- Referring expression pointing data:
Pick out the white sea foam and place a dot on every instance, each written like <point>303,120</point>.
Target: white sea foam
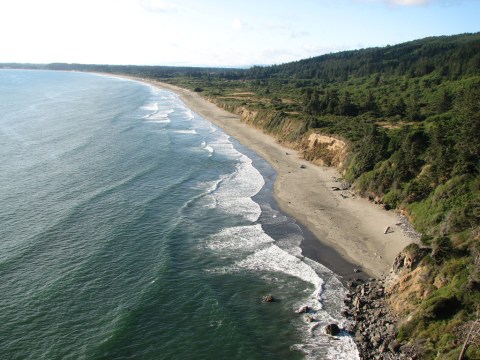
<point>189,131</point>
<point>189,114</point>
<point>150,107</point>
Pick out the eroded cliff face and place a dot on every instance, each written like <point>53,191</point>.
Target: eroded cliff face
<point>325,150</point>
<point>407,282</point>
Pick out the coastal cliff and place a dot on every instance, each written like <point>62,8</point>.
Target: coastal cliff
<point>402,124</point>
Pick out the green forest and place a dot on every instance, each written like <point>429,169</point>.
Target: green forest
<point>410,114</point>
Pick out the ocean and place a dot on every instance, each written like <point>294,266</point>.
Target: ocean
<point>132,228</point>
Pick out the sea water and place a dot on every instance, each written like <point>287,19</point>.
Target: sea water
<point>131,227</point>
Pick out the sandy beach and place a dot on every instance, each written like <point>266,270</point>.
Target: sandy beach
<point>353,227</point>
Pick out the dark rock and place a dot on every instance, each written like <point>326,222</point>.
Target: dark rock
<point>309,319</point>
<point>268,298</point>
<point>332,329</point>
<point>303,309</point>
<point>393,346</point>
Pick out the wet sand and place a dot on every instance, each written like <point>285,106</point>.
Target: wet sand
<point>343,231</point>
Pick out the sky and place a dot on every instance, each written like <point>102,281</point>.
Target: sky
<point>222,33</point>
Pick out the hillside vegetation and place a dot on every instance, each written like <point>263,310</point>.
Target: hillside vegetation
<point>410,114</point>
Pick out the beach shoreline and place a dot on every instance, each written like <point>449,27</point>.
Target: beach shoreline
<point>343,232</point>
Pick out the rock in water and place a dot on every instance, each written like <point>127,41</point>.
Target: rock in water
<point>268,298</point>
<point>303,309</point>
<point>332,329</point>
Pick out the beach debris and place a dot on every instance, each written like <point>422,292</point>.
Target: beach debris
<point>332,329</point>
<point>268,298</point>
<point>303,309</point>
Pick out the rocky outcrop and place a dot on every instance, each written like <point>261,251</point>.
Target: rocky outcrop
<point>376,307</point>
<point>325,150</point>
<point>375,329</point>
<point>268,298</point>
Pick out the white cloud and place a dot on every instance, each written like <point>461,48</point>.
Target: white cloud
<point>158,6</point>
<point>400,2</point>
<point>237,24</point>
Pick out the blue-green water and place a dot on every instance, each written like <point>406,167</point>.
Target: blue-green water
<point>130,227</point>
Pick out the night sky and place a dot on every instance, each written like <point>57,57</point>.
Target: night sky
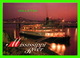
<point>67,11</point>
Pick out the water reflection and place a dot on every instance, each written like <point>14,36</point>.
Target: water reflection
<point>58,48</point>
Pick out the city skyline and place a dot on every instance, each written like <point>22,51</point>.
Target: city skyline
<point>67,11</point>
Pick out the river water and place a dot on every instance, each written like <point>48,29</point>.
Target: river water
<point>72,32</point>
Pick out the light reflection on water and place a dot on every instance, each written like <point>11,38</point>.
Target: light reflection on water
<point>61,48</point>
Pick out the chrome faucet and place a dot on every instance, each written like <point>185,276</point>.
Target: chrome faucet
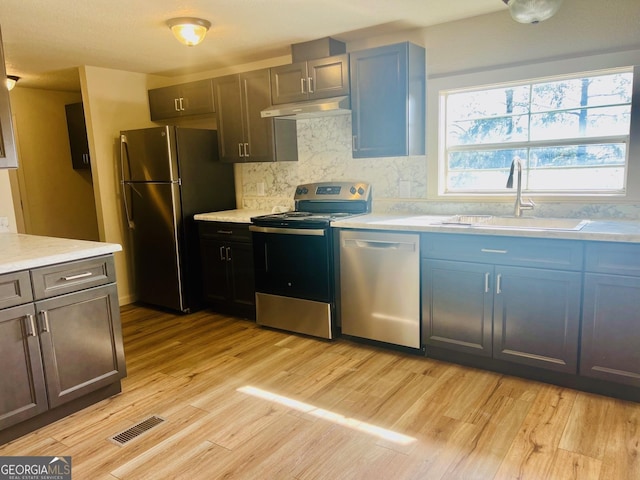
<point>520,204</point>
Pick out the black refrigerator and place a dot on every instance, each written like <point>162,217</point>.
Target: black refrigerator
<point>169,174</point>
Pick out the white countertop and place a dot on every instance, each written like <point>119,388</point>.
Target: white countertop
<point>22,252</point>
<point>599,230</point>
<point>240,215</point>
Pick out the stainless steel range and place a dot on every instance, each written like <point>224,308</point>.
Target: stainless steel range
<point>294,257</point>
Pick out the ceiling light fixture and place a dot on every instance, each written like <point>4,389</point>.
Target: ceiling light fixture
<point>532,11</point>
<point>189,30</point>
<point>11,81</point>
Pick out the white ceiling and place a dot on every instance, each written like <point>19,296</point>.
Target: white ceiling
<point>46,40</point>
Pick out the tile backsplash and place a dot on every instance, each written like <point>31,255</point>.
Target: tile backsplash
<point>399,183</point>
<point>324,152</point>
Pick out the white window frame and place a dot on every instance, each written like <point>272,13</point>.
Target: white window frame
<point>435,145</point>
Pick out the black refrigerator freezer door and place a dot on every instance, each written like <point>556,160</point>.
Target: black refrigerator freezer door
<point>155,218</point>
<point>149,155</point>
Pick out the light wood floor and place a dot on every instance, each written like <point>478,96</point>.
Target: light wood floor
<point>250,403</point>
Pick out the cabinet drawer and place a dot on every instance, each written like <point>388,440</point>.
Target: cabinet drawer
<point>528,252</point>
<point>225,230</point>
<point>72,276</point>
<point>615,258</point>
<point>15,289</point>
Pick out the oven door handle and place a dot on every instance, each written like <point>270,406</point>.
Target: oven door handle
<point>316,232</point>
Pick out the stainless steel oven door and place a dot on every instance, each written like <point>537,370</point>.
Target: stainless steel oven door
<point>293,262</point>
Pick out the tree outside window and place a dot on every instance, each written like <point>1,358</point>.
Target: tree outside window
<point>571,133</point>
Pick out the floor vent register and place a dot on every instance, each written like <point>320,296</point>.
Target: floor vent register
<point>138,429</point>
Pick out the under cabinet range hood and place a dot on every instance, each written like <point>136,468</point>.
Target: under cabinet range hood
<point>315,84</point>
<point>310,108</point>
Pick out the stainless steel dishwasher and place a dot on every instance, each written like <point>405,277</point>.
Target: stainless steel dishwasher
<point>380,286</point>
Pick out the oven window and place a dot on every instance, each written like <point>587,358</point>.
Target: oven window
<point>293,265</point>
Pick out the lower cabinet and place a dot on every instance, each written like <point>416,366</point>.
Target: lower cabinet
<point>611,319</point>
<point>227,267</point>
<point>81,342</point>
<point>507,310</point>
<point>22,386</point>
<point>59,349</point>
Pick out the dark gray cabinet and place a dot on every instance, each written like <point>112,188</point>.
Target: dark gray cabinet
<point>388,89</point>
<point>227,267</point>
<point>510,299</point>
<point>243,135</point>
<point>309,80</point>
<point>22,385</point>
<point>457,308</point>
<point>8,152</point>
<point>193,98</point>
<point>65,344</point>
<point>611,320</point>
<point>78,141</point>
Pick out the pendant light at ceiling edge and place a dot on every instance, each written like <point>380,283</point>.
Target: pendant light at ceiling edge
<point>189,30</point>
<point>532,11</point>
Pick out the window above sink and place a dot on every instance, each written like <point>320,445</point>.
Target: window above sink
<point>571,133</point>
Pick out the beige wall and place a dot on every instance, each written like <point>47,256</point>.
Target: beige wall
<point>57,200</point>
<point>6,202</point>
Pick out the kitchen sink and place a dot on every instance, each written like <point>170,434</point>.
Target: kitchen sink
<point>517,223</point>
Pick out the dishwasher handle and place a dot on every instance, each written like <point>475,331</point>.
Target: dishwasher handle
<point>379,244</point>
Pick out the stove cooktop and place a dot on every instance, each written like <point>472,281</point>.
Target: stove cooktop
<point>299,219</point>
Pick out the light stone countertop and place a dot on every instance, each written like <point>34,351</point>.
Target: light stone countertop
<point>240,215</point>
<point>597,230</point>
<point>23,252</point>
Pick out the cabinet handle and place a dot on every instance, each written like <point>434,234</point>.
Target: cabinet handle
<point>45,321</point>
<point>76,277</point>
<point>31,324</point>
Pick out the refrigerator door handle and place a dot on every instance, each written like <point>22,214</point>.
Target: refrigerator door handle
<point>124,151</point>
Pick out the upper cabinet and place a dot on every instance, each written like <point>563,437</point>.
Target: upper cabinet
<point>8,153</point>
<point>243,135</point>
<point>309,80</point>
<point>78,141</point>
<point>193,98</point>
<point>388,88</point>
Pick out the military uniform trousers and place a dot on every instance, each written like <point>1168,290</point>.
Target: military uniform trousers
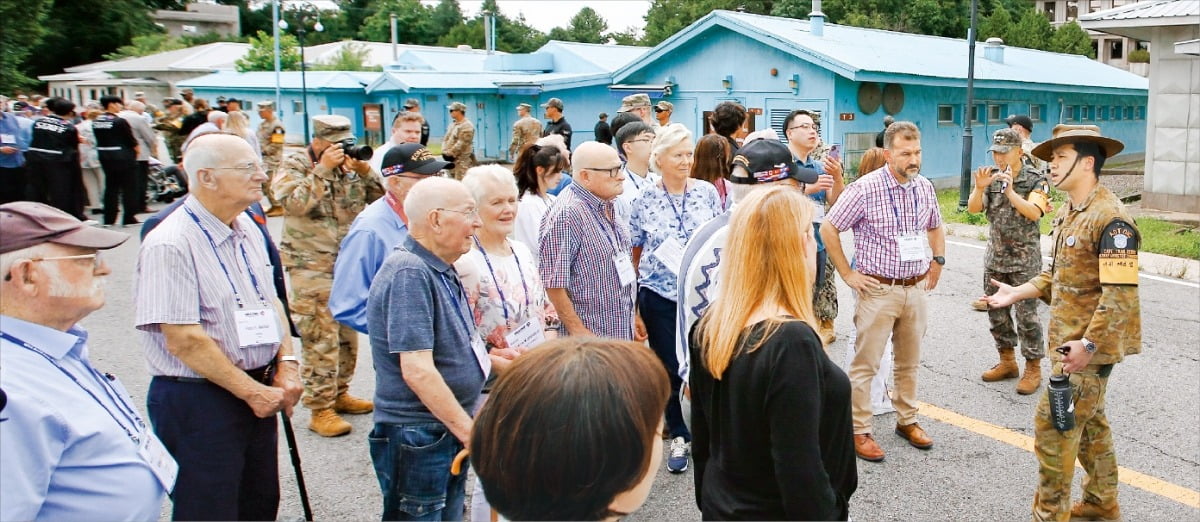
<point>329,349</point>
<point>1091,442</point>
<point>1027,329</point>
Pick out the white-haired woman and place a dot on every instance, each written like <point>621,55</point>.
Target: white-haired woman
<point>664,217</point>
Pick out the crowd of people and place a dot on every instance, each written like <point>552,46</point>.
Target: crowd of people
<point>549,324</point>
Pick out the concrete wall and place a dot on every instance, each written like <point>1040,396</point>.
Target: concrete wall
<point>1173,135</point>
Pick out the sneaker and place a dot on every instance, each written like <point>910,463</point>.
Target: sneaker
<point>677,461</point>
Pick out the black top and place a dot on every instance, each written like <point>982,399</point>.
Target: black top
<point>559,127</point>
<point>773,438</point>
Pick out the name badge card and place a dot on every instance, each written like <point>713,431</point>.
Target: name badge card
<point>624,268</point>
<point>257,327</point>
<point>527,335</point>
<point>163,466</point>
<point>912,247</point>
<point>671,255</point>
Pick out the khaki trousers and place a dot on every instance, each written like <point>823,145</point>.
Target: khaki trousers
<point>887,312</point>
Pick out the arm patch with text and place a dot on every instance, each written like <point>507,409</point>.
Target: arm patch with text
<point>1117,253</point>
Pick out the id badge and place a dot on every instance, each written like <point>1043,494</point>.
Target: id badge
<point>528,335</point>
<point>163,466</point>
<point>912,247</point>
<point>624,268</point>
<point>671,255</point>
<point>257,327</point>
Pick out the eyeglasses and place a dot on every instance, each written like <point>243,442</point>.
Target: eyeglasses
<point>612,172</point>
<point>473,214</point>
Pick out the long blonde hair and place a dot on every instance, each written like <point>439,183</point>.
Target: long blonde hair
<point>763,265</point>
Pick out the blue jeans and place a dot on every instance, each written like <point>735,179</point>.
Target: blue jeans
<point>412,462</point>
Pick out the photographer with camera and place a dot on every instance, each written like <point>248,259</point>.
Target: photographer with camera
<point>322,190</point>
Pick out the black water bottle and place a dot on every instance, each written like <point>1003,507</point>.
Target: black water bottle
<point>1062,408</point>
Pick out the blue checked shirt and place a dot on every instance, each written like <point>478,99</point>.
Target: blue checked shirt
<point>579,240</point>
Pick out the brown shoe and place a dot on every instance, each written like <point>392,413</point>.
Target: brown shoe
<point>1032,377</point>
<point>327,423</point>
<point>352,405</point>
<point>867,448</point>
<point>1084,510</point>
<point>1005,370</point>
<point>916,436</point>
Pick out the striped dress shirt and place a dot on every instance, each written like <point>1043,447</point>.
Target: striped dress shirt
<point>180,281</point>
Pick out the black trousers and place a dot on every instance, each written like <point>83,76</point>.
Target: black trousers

- Exercise aim: Among the entries above, locate the lines containing "Target: black top" and "Pick out the brown", and transcribe exactly those two lines and all lines between.

- Expected answer:
Target: black top
<point>559,127</point>
<point>773,438</point>
Pick out the name badge card and place a dot on every instance, each written like <point>713,431</point>.
Target: name badge card
<point>624,268</point>
<point>257,327</point>
<point>527,335</point>
<point>163,466</point>
<point>912,247</point>
<point>671,255</point>
Pick out the khaki trousers and place a dot on every instance, each written like <point>823,145</point>.
Target: khaki trousers
<point>887,312</point>
Pick out the arm patch with text and place a dot on every instance, each written like <point>507,409</point>.
Target: arm patch with text
<point>1117,253</point>
Pick out the id badge and place a dot on every instance, each written like <point>1043,494</point>.
Target: id badge
<point>528,335</point>
<point>163,466</point>
<point>912,247</point>
<point>624,268</point>
<point>671,255</point>
<point>257,327</point>
Pick out the eyeglasses and place a dot on every instance, each written like <point>243,442</point>.
Target: eyeglasses
<point>612,172</point>
<point>473,214</point>
Pick out the long blonde hair and place a dot on every instance, each written like <point>439,183</point>.
Target: long blonde hair
<point>763,265</point>
Pick out the blue jeans and place a dot on every instance, each written like <point>735,179</point>.
Target: blue jeans
<point>412,462</point>
Pick out the photographer with camera and place a dot on every instance, each written like <point>248,259</point>.
Target: photographer with camera
<point>322,190</point>
Pick out the black water bottle and place a dot on every instance, each written like <point>1003,507</point>.
Target: black water bottle
<point>1062,408</point>
Pick out the blue checked shirt and place a dot on every instance, each written like <point>478,99</point>.
Target: blue checked shirt
<point>579,240</point>
Pick out the brown shoe and place a dot on every instance, each written like <point>392,413</point>.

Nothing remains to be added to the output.